> Work to complete
Repeat word for word the opening stretch of the entries, from the first line through the line containing "Target: tall tree trunk".

> Task material
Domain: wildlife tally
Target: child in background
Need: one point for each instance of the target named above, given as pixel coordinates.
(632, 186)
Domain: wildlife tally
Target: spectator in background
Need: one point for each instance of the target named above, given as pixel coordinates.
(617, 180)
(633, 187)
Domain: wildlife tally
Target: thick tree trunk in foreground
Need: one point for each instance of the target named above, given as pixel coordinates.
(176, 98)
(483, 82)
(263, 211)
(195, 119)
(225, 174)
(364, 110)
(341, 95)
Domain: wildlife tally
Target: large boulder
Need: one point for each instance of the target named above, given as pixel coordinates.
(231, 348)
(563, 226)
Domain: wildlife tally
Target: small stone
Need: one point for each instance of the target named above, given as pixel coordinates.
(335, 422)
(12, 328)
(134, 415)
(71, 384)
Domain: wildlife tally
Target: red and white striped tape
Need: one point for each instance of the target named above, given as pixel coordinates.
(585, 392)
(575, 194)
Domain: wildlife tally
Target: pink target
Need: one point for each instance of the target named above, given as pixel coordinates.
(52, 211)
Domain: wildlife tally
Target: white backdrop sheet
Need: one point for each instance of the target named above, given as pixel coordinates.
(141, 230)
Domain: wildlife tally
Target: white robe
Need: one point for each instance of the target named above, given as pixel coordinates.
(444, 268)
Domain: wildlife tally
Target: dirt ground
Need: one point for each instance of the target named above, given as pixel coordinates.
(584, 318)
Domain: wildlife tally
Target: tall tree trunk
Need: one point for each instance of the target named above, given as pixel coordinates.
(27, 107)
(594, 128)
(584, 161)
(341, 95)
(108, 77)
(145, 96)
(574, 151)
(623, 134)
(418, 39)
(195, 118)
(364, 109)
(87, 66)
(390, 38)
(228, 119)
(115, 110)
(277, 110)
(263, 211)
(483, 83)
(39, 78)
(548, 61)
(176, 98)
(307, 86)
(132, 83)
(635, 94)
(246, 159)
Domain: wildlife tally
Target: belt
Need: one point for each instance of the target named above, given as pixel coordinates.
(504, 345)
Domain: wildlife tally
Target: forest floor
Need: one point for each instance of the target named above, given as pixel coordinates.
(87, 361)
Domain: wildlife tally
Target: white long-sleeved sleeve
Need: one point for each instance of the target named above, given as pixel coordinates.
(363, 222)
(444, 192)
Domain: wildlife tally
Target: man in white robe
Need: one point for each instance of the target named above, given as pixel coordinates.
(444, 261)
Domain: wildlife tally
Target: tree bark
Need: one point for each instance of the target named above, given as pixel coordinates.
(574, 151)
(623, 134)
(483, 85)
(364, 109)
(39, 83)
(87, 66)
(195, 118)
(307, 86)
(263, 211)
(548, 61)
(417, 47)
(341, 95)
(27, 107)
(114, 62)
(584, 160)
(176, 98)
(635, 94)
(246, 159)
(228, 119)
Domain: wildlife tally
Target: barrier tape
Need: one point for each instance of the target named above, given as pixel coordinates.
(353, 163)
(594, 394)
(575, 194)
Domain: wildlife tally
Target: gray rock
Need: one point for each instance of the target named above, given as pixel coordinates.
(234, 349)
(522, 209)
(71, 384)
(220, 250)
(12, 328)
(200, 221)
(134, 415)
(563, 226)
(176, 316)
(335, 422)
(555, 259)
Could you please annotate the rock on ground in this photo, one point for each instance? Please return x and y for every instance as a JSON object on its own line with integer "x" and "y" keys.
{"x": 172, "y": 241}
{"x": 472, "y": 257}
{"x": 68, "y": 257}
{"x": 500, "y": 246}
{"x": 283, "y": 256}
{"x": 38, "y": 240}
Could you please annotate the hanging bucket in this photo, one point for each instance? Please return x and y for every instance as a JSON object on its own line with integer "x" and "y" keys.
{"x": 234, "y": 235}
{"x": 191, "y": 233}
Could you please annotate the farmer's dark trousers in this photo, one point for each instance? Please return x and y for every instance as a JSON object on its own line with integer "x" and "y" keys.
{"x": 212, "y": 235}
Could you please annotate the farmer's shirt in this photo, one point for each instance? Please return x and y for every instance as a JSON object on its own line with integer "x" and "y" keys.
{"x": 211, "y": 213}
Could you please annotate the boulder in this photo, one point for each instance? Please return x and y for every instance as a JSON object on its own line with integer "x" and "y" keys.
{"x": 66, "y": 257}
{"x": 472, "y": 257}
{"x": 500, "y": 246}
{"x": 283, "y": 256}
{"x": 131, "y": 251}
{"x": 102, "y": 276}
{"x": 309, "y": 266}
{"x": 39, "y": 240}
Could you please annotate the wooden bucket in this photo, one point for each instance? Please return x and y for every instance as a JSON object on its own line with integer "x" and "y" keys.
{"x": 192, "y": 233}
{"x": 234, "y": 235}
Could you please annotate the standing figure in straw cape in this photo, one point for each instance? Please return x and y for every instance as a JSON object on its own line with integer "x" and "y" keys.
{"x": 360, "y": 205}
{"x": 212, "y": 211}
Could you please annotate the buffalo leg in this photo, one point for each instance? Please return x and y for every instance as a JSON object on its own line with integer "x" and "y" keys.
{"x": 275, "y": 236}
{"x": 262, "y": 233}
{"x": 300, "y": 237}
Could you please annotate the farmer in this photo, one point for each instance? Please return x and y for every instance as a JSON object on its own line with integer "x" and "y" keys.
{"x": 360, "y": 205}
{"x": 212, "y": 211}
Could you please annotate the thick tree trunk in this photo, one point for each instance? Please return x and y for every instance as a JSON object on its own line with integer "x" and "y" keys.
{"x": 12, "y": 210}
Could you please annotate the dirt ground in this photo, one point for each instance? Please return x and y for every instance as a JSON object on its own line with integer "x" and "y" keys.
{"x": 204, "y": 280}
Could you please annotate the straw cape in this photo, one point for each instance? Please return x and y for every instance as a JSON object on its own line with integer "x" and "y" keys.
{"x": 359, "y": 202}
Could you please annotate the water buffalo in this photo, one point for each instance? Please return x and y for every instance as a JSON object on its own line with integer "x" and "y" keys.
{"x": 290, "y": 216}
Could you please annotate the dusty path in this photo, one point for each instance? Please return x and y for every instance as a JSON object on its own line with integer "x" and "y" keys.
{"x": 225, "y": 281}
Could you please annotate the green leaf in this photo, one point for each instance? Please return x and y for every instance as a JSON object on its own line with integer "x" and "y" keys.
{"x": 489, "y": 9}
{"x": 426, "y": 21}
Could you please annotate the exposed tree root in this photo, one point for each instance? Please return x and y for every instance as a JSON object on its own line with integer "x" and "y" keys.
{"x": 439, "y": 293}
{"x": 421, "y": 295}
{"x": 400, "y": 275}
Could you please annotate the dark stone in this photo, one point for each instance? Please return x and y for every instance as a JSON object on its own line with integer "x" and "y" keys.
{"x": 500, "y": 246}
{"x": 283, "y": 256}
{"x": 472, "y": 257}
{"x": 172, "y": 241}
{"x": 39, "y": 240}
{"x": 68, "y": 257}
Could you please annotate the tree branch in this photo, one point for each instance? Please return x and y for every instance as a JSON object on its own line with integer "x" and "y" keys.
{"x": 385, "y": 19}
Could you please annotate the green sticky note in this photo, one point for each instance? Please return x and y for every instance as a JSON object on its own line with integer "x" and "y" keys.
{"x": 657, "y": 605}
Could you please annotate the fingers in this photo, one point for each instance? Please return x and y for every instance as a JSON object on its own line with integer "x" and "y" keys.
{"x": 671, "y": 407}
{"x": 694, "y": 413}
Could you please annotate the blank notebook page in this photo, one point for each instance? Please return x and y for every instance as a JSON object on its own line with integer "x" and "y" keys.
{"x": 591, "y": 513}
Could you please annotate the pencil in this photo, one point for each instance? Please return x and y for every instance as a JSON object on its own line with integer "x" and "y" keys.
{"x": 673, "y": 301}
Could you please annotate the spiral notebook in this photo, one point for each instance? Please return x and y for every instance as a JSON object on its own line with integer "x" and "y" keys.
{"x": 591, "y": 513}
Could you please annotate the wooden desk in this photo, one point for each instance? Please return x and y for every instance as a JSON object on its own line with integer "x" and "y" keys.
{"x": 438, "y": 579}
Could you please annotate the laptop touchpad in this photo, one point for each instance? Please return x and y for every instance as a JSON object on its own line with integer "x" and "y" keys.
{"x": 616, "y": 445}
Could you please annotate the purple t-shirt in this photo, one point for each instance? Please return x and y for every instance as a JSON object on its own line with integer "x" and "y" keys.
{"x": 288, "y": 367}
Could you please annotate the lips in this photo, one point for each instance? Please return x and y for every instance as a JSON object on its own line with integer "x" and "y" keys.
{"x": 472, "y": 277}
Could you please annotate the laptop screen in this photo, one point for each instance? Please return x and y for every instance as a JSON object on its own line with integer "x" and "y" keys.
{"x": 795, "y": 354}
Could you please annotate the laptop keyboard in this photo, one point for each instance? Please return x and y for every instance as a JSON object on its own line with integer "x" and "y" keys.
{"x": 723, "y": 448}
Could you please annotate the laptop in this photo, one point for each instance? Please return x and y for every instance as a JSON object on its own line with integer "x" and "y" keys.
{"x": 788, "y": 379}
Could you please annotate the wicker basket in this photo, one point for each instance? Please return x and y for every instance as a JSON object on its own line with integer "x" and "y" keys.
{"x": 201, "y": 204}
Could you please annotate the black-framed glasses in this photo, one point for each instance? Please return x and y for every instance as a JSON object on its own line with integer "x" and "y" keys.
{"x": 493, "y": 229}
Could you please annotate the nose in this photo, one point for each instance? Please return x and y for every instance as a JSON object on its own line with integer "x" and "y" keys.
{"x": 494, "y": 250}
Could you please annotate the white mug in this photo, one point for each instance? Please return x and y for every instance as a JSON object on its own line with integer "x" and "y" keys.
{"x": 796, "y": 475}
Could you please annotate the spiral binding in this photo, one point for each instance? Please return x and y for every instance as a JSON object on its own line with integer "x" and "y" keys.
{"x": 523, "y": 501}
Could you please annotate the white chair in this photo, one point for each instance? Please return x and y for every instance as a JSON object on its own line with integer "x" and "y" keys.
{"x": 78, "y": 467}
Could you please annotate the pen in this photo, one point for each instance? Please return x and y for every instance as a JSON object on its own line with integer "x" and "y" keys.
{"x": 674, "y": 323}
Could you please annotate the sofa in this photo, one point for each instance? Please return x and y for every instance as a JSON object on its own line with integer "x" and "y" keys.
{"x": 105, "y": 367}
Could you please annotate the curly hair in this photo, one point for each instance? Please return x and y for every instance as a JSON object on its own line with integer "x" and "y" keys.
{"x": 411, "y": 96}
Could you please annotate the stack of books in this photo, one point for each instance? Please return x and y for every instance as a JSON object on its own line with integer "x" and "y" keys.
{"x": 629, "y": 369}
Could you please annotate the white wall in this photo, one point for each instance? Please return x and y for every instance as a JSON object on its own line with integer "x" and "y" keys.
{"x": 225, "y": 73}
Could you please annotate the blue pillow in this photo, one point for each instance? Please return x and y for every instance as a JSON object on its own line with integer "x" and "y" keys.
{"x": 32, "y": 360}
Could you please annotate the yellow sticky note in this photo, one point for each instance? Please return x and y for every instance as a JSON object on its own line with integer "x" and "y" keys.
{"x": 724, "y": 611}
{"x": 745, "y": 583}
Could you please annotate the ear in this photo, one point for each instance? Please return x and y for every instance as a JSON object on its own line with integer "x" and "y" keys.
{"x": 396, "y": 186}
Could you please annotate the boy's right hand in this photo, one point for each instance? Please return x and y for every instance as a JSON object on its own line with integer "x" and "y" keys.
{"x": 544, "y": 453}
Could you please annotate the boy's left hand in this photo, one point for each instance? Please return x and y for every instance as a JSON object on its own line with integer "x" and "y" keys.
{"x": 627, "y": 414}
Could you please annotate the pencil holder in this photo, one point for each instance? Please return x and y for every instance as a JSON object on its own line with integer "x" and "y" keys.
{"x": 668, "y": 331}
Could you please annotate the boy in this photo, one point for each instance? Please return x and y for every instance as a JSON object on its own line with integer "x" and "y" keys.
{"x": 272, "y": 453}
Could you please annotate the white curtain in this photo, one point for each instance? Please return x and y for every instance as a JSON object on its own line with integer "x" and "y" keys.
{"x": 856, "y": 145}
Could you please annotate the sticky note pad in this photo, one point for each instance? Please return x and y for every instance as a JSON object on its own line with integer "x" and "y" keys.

> Output for this exercise
Domain: wildlife tally
Target: child in background
Need: one point for each instance of the target named above, given as pixel coordinates.
(632, 186)
Domain: wildlife tally
Target: spectator in background
Need: one point for each instance of the target named above, given as pixel coordinates.
(617, 180)
(633, 187)
Domain: wildlife tally
Target: thick tree trunk in foreground
Need: one point for each instance of the target named above, given as pixel coordinates.
(176, 98)
(483, 82)
(263, 211)
(195, 119)
(225, 174)
(364, 110)
(341, 95)
Domain: wildlife tally
Target: large boulder
Need: one point for each instance of the target named above, given as pixel coordinates.
(231, 348)
(563, 226)
Domain: wildlife tally
Target: small stone
Need: one point for each instance of the target named above, given as pixel coordinates.
(335, 422)
(12, 328)
(134, 415)
(71, 384)
Domain: wildlife tally
Target: red and white striped tape
Need: one point for each instance of the target named above, given as pixel coordinates.
(585, 392)
(575, 194)
Domain: wildlife tally
Target: pink target
Need: one point for each instance of the target named above, given as pixel coordinates.
(52, 211)
Domain: wildlife tally
Target: white backdrop sheet
Need: one point for each instance of the target named above, given as pixel coordinates.
(141, 230)
Domain: wildlife tally
Target: white robe
Need: one point for each instance of the target named above, given as pixel coordinates.
(444, 268)
Domain: wildlife tally
Target: dirt ground
Need: one point for each instance of the target named above, given as pixel coordinates.
(584, 318)
Domain: wildlife tally
Target: tall tree trunk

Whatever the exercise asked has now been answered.